* _The task_: In the post about Facebook below, how does the author's standing Facebook line describe the site?

* _Passage to read_:
================================
Wednesday, May 02, 2012

Good Causes, Bad Outcomes

The New York Times writes about the admirable social campaign to get people to publicize a life-giving personal fact. But in the same article, Facebook continues to press for your birth date. Why? In today's job market, it is more than vanity that moves people to not list birth dates, and especially birth years. Bad enough that some are asking for your Facebook login credentials on interviews. Timeline is crossing over from proud expressions into encouraging potentially self-damaging data. I repeat my standing Facebook line again: It is the greatest voluntary data collection and data-mining tool in the history of mankind. The Life Events are prompts to urge us into compliance with that goal and make life easy for investigators. I appreciate the feedback of colleagues @LTorbin in particular. Yes, a cancer survivor often has great pride in the victory, and those are moments to celebrate. Why one of the most courageous people I know is Yonna Pasch, who is living her breast cancer treatment very openly, very socially and it is very inspiring. And the organ donor campaign encourages that sharing of something personal for a greater good. The joke once was the foodies better fear that they would be next after the smokers were isolated as pariah and that restrictions and bans were for their own good and the greater good of society being healthier. To invert the saying, first as farce, now as tragedy: look at the growing regulations on salt, etc., from government agencies. How long until keeping your personal life private becomes a ThoughtCrime against the collective? Someday, it might be more than getting targeted ads from AARP based on your birthday.
================================
* _Material shown_:

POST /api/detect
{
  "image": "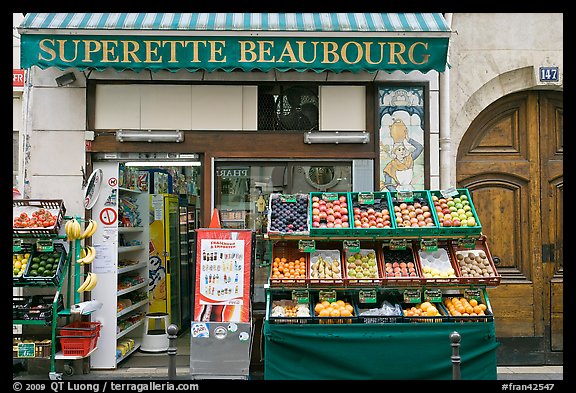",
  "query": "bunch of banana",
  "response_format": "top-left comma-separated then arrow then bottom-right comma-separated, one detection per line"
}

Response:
64,218 -> 82,240
76,246 -> 96,265
79,219 -> 98,239
76,272 -> 98,293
================================
* _Written response_: It is the greatest voluntary data collection and data-mining tool in the history of mankind.